---- Data extract
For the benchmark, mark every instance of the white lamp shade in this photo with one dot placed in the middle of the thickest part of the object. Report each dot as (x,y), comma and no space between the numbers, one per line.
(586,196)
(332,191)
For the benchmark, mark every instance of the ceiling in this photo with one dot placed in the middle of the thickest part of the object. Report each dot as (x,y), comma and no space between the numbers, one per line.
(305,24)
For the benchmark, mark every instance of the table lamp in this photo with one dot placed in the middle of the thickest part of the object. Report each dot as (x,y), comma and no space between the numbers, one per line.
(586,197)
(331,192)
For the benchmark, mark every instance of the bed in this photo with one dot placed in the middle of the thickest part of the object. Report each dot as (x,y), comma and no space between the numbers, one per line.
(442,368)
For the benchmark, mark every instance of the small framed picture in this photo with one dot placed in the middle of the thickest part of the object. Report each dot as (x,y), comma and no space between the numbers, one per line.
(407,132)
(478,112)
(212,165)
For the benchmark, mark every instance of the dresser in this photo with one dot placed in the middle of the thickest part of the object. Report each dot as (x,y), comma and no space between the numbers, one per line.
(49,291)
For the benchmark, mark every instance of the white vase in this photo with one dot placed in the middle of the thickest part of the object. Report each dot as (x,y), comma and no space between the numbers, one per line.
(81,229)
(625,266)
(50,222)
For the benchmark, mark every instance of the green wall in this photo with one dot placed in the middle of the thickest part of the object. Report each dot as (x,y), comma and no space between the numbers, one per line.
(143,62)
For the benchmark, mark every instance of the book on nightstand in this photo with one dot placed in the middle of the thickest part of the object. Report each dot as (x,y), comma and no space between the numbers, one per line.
--------
Every entry should be printed again exactly as it stands.

For the benchmark, mark every instance of the white lamp shade in this photo with one dot placed in the middle of the thickest part of the object. Report each dot as (x,y), comma and no space between the numbers, one per line.
(586,196)
(332,191)
For the benchmark, mark every instance of the ceiling in this photo with one dot placed in the middle of the thickest part of the object. Report each dot as (x,y), comma and no space between the numbers, one per line.
(305,24)
For the benchmark, mark every instance of the table lamp in this photo with one dot placed in the middle of the thickest part of the object. Report each dot as (x,y), comma and no space between the numbers, one per line.
(586,197)
(331,192)
For the benchmark, mark every instance of the bed in this photo with one dot placed in the middle of the thickest part of the object. Report each dot as (x,y), comma and no space between the numbers, one per line.
(442,368)
For the benchmark, mark every instance of the small framed picture in this photo with one dot placed in the middle of the thickest part of the object. Report each dot as (x,y), comma and no space between the numbers, one per line.
(407,132)
(478,112)
(212,165)
For the benchmark, mark every instance of the dresser in this photo with one dot placed in the middle of the thickest part of the object. Report each dot as (x,y), comma and no space between the numbers, one per line.
(49,291)
For the benchmark, mark every instance of the white vase in this photo with one dot placed in the middle of the thickest part of the object. Report each dot as (x,y), comma and no space between the numbers, one per line.
(81,229)
(625,266)
(50,222)
For the benchmark, mark every instance of the green wall in this photo with one dot placed in the middle of the thickest part of the object. Report each dot as (x,y), comma and no space between the numbers, one per line.
(143,62)
For the benchmark, mark every instance of the book on nightstand in this photo with one dot placed in the middle of the thickest part of the object. Report each dot as (x,y), comma and no space between the numbers, one per line.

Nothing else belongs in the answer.